* Problem statement
Copy word for word the passage of the property tax post below, starting with "In truth, I" and going on through "expensive lunches anyway.".

* Text excerpt
────────────────────

Thursday, December 18, 2008

School Board should Fight for Real Tax Reform

What a mess our antiquated tax system has put upon our heads. People have been up in arms about high property taxes in New York, and then our state's unbalanced economy crashes because of a dependence on Wall Street "productivity" to sustain itself - or, I should say, to sustain the state's tax revenues. Now a governor that was pondering relief of those taxes is going to have to slash state aid to local governments and programs, including schools.

In truth, I never liked the property tax cap plan. You don't solve the problem by not letting school districts spend more money, even if things get more expensive. If you watch the New Paltz school board meetings, you'll quickly realize that much of what the district pays for is controlled by state mandates or ironclad union contracts over which they have little control (and which themselves are certainly worthy of a post). Controlling spending is definitely a good plan if you want to reduce taxes, but this is like reducing your kid's allowance by a buck a week but expecting him to pay for more expensive lunches anyway.

────────────────────

* Recorded data
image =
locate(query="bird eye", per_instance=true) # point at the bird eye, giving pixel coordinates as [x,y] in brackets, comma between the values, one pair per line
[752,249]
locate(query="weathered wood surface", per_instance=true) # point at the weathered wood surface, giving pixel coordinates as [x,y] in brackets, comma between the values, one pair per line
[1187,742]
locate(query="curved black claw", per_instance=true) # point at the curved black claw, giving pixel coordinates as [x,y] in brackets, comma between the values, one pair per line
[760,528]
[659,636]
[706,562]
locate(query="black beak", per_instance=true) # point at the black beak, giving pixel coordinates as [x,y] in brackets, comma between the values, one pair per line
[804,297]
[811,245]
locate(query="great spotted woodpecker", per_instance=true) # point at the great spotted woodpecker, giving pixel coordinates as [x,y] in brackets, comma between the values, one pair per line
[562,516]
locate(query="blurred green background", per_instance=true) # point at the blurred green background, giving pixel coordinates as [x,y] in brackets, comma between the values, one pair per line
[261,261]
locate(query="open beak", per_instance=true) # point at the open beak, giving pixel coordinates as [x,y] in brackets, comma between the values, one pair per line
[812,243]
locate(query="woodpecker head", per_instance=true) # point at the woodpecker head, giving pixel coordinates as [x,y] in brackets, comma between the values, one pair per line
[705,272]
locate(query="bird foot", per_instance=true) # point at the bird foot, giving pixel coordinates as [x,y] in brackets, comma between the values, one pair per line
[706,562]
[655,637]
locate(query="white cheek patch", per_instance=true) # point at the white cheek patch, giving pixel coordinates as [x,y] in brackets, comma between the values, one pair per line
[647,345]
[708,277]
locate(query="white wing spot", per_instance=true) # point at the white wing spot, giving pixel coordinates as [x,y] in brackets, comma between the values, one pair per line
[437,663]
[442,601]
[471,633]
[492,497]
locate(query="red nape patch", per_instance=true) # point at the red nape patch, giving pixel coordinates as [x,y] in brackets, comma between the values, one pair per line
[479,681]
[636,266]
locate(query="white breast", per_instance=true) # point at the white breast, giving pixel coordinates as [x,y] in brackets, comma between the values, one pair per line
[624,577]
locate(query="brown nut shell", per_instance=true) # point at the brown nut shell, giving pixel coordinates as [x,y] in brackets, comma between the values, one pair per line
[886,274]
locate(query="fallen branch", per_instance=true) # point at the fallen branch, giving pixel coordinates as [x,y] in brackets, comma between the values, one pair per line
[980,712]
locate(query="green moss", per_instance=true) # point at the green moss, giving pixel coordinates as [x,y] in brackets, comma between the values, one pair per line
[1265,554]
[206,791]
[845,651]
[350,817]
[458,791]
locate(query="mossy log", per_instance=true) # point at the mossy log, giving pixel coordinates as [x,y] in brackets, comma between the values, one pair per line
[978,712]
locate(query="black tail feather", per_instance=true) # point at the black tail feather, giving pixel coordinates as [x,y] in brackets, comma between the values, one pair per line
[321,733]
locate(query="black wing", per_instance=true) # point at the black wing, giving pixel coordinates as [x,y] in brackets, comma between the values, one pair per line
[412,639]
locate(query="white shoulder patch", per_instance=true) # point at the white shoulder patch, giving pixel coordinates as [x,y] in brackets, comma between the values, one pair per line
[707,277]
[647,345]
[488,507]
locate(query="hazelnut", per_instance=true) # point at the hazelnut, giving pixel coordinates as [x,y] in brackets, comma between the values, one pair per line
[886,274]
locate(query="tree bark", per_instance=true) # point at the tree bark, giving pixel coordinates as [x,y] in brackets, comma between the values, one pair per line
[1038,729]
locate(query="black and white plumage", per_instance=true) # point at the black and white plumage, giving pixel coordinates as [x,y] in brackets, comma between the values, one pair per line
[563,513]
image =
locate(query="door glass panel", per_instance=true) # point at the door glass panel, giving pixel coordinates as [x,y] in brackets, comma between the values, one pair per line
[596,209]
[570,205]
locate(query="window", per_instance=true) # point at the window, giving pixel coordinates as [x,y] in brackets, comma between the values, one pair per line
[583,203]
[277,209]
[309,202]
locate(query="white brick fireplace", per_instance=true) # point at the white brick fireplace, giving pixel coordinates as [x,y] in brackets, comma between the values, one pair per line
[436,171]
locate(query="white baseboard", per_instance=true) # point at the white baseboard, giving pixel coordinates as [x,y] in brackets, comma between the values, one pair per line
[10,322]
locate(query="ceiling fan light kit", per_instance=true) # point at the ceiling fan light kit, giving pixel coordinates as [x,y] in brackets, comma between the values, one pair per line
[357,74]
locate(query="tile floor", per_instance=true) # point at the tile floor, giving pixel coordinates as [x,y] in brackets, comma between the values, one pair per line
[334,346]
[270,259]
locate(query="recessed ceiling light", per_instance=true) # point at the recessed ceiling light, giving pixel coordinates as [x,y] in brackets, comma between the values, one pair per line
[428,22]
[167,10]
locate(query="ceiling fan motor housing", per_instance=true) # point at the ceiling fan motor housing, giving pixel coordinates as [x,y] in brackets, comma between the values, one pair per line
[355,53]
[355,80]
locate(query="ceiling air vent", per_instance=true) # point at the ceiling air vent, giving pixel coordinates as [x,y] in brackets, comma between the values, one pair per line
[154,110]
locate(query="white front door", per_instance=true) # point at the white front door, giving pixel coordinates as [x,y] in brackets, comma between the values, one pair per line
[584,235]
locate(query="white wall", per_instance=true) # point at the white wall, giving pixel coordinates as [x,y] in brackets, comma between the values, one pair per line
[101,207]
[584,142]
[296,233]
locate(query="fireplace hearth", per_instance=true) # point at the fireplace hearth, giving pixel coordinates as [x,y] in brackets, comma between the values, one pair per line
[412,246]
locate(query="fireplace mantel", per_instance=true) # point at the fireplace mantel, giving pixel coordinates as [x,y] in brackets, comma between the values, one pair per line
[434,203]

────────────────────

* Response to this task
In truth, I never liked the property tax cap plan. You don't solve the problem by not letting school districts spend more money, even if things get more expensive. If you watch the New Paltz school board meetings, you'll quickly realize that much of what the district pays for is controlled by state mandates or ironclad union contracts over which they have little control (and which themselves are certainly worthy of a post). Controlling spending is definitely a good plan if you want to reduce taxes, but this is like reducing your kid's allowance by a buck a week but expecting him to pay for more expensive lunches anyway.